• **EXTRACT**
++++++++++++++++++++

News

Diversity Center Sues EPA over Pesticide Decision

22.08.2019 -

US campaign group Center for Biological Diversity is suing the US Environmental Protection Agency (EPA) for its decision to expand the use of sulfoxaflor, a pesticide it had previously labeled toxic to bees and that had been restricted three years ago.

The center’s suit, filed in the 9th Circuit Court of Appeals, which has jurisdiction in several western US states, argued that the EPA failed to compile “substantial evidence” as required under law before approving sweeping new uses of the pesticide.  It charged also that the agency failed to engage in dialog to assure that the renewed spraying would not harm endangered species.

Sulfoxaflor was temporarily barred from some applications following a lawsuit from beekeepers in 2015, which led the EPA under former US president Barack Obama in 2016 to change its instructions for using to consider reducing harm to bees.

Last month, the environment authority said it would allow the pesticide to be used again in the barred applications as well as on crops for which it up to now had not been authorized. Lori Ann Burd, the biodiversity center’s director, said the pesticide will harm not only bees and butterflies but also plants that rely on them for pollination.

While asserting that sulfoxaflor is “safer than the alternative,” the EPA said it had made the decision on the basis of “numerous emergency requests” from farmers to allow the use of the pesticide on certain crops. It added that growers could see net revenue losses of up to 50% if barred from using the pesticide.

Under the new, looser, rules, US farmers may again use sulfoxaflor on citrus, cotton and certain types of squash and for the first time on alfalfa, corn, cocoa, grains and pineapple.

In some cases, farmers will not be able to spray plants within three days of bloom, but NGO activists say the pesticide can still remain in the soil and harm bees. According to reports, bees are key to the production of nearly a third of US crops.

Commenting on the lawsuit, Burd accused US president Donald Trump, who had welcomed the crop protectant’s expansion, and Trump-appointed new EPA director Andrew Wheeler of “cheerfully promoting” the use of sulfoxaflor “like a corporate PR firm.”

Burd stressed that the EPA in the not too distant past had described sulfoxaflor as “very highly toxic” to bees,” and that a study published in the journal Nature last year found that it also inhibited bumblebee reproduction.

Without mentioning the lawsuit, the EPA said in a statement that the pesticide "provides benefits to growers and is supported by strong science that shows minimal risks for pollinators."

To reduce exposure to bees, the agency said the product label will have “crop-specific restrictions and important pollinator protection language,” including limits on how close to a bloom sulfoxaflor can be sprayed.

Whether these restrictions can be enforced is open to question, especially in light of the decision announced by the US Department of Agriculture just prior to the EPA’s announcement on sulfoxaflor, namely that it would suspend one of the few remaining government data sets that monitor bee populations and loss.

++++++++++++++++++++

• **RAW DATA**

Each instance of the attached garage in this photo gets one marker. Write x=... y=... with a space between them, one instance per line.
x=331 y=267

++++++++++++++++++++

• **WORK REQUIRED**
Answer these questions from the article on the sulfoxaflor lawsuit.
(a) In which court did the Center for Biological Diversity file its suit?
(b) Up to what share of net revenue did the EPA say growers could lose if barred from using the pesticide?
(c) On which crops may US farmers use sulfoxaflor for the first time under the new rules?

• **YOUR SOLUTION**
(a) The 9th Circuit Court of Appeals.
(b) Up to 50%.
(c) Alfalfa, corn, cocoa, grains and pineapple.